Examples of point labeling:
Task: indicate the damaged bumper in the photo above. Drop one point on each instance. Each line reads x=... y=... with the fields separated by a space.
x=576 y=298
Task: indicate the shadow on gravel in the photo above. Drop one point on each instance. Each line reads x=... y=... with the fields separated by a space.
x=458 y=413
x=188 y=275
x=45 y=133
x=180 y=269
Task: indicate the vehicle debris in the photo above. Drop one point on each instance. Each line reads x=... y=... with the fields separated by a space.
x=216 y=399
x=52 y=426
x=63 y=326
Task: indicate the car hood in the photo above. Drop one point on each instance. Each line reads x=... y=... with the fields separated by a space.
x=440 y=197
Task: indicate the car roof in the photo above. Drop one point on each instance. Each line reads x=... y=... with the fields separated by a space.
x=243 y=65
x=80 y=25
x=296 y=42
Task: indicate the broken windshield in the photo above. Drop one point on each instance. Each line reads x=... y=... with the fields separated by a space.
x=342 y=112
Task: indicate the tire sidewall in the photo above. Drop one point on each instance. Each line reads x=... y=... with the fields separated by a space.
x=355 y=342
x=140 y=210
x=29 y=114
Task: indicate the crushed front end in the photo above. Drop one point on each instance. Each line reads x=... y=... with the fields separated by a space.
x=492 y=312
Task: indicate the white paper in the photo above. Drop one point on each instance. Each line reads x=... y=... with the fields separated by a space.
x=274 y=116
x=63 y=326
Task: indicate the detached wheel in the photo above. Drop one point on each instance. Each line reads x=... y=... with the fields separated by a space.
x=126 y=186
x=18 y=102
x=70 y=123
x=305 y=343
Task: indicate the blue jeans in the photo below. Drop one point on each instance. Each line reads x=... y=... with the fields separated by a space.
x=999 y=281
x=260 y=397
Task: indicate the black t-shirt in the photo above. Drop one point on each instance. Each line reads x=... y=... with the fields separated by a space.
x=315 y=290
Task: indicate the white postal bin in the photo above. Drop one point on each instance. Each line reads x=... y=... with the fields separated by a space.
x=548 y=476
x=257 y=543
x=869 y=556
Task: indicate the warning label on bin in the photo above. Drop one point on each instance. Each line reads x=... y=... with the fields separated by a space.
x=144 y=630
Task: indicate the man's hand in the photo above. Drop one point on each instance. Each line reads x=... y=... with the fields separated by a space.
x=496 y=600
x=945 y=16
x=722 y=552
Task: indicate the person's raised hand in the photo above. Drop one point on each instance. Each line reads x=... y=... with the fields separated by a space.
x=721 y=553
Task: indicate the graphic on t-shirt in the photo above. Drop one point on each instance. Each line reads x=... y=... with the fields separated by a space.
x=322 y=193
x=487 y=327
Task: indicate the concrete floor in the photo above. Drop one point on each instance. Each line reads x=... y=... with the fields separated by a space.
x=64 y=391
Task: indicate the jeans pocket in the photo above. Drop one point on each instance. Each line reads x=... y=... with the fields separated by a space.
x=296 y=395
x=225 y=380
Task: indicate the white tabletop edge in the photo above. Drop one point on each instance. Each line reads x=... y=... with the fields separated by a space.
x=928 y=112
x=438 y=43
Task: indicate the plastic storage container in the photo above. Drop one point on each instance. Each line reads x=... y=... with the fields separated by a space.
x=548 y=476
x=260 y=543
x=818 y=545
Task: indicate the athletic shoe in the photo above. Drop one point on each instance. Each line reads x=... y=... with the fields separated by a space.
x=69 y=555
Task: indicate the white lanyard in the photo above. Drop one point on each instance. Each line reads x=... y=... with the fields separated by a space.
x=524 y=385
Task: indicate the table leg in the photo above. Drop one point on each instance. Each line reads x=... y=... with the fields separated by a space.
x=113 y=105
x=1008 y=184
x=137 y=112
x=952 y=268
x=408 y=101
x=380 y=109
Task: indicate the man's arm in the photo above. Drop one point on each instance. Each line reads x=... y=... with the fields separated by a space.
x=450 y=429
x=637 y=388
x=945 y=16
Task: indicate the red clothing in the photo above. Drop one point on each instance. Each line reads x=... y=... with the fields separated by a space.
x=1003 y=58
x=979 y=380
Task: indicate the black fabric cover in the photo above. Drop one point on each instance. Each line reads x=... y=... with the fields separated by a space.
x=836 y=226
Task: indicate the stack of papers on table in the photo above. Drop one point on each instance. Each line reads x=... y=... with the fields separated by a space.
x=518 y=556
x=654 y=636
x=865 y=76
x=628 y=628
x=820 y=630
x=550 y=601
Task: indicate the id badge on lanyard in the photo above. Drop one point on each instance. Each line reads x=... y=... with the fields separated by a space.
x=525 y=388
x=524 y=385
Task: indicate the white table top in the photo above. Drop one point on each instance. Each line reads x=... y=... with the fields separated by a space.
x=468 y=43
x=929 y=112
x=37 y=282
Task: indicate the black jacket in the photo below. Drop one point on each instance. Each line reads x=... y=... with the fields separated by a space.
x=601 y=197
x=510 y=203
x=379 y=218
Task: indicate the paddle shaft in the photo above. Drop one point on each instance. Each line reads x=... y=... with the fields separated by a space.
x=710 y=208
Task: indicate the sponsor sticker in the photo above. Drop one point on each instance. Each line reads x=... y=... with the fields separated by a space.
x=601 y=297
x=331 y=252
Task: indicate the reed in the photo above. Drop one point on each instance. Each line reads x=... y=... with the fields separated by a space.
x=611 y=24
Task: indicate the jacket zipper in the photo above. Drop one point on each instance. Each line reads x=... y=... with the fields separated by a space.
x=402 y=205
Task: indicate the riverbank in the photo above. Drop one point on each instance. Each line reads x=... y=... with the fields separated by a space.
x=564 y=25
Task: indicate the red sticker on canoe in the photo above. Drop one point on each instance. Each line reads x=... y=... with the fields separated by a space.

Instructions to follow: Reproduce the stretch from the first line of the entries through the line containing "x=315 y=290". Include both of those lines.

Exercise response:
Task: indicate the damaged bumper in the photo above. Drop one point on each instance. Each line reads x=... y=... with the fields separated by a space.
x=576 y=298
Task: indicate the shadow on gravel in the photo above. Drop one point on each instance. Each line reads x=... y=... with the fields separated by a space.
x=458 y=413
x=188 y=275
x=45 y=133
x=180 y=269
Task: indicate the vehicle debris in the photo above. Drop one point on each instance. Each line reads x=... y=... with the fields separated by a space.
x=216 y=399
x=52 y=426
x=63 y=326
Task: indicate the car hood in the photo above. Drop one point on each instance. Each line reads x=... y=... with the fields separated by a space.
x=440 y=197
Task: indicate the car roof in the photo above. Drop one point on each instance. Each line reads x=... y=... with the fields separated by a space.
x=243 y=65
x=80 y=25
x=296 y=42
Task: indicate the broken windshield in the photo above. Drop one point on each instance. Each line reads x=... y=... with the fields separated by a space.
x=342 y=112
Task: indicate the tire sidewall in the photo above. Drop one point on each instance. Each line reads x=... y=... with the fields separated by a space.
x=355 y=342
x=140 y=210
x=29 y=114
Task: indicate the crushed front end in the photo above. Drop one point on each instance. Each line reads x=... y=... with the fields separated by a space.
x=492 y=312
Task: indicate the white paper in the photo above. Drop one point on each instance. Each line reads x=... y=... with the fields separated by a space.
x=274 y=116
x=63 y=326
Task: indicate the detached wheel in the photo above. Drop one point on each instance. Each line reads x=... y=... with the fields separated by a space.
x=126 y=186
x=18 y=102
x=70 y=123
x=305 y=343
Task: indicate the blue jeans in the photo below. Drop one point on each instance. Each line reads x=... y=... with the fields separated by a space.
x=999 y=281
x=260 y=397
Task: indicate the black t-shirt in the photo above. Drop one point on each instance. Each line reads x=... y=... with the fields separated by a space.
x=315 y=290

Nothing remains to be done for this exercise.